-- EXTRACT --
Use ROAS when you're:
- Comparing ad sets or creatives within the same campaign
- Deciding which campaigns to scale and which to pause
- Evaluating platform performance (Facebook vs Google vs TikTok)
- Setting bid strategies and budget allocation
- Running A/B tests on audiences or placements
ROAS works here because you're comparing apples to apples. All campaigns share the same COGS, shipping, and processing costs. The only variable is ad spend efficiency — and that's exactly what ROAS measures. For platform-specific benchmarks, see our data on average Facebook Ads ROAS and average Google Ads ROAS.
When to Use ROI
ROI is the right metric for business decisions. It answers the question ROAS can't: "Am I actually making money?"
Use ROI when you're:
- Deciding whether to increase total ad spend next month
- Evaluating if a new product is worth advertising
- Reporting to investors or partners on profitability
- Comparing paid ads to other growth channels (SEO, email, organic)
- Setting annual marketing budgets
ROI forces you to account for everything. A product with 4x ROAS but 55% COGS and a 15% return rate is less profitable than a product with 2.5x ROAS but 25% COGS and a 3% return rate. ROAS would tell you to scale the first product. ROI would tell you to scale the second one.
Worked Example: Same Campaign, Both Metrics
Let's run both metrics on the same campaign to see how they tell different stories. A skincare brand spends $15,000 on Meta Ads in March:
| Metric | Calculation | Result |
|---|---|---|
| Revenue | $52,500 | |
| Ad Spend | $15,000 | |
| ROAS | $52,500 ÷ $15,000 | 3.5x |
| COGS (35%) | $52,500 × 0.35 | $18,375 |
| Shipping | 750 orders × $5.50 | $4,125 |
| Payment processing | $52,500 × 0.029 + (750 × $0.30) | $1,748 |
| Returns (8%) | $52,500 × 0.08 | $4,200 |
| Total Costs | $15,000 + $18,375 + $4,125 + $1,748 + $4,200 | $43,448 |
| Net Profit | $52,500 - $43,448 | $9,052 |
| ROI | $9,052 ÷ $43,448 × 100 | 20.8% |
3.5x ROAS and 20.8% ROI. Both are healthy. The ROAS tells the media buyer the campaign is efficient. The ROI tells the founder the campaign is profitable — $9,052 in real profit after every cost is accounted for.

-- GOAL 1 --
Reproduce the ROAS and ROI passage word for word from "- Setting bid" to "Google Ads ROAS.".
-- GOAL 2 --
In the ROAS and ROI passage, condense the paragraph beginning "ROI forces you to account for everything" while keeping its main facts.
The listing is separate material, unrelated to the ROAS and ROI passage.

-- STORED DATA --
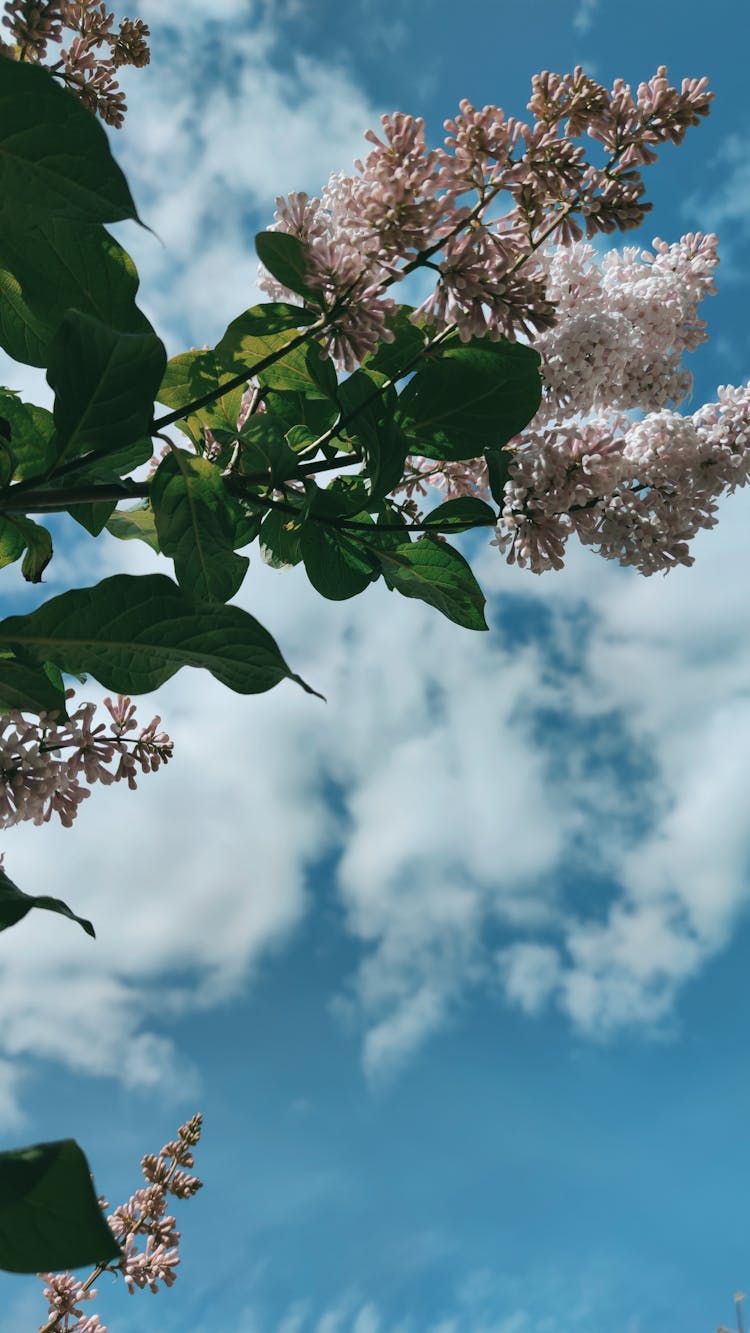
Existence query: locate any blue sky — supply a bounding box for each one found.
[0,0,750,1333]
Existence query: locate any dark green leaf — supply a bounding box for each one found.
[424,496,497,532]
[0,439,16,491]
[0,217,151,365]
[0,656,67,717]
[256,232,322,305]
[0,59,137,231]
[149,449,249,601]
[0,575,314,694]
[13,515,52,583]
[362,305,426,380]
[485,448,513,507]
[214,412,300,485]
[260,509,302,569]
[378,536,488,629]
[47,311,167,463]
[397,341,541,461]
[0,1138,121,1273]
[216,301,314,375]
[0,389,55,481]
[0,514,25,569]
[107,503,160,552]
[257,343,337,399]
[300,517,380,601]
[0,863,95,938]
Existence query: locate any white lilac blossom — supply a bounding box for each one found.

-- EXERCISE SOLUTION 1 --
- Setting bid strategies and budget allocation
- Running A/B tests on audiences or placements
ROAS works here because you're comparing apples to apples. All campaigns share the same COGS, shipping, and processing costs. The only variable is ad spend efficiency — and that's exactly what ROAS measures. For platform-specific benchmarks, see our data on average Facebook Ads ROAS and average Google Ads ROAS.

-- EXERCISE SOLUTION 2 --
ROI takes every cost into account. A product with 4x ROAS, 55% COGS and a 15% return rate earns less than one with 2.5x ROAS, 25% COGS and a 3% return rate. ROAS would favor scaling the first product, and ROI would favor the second.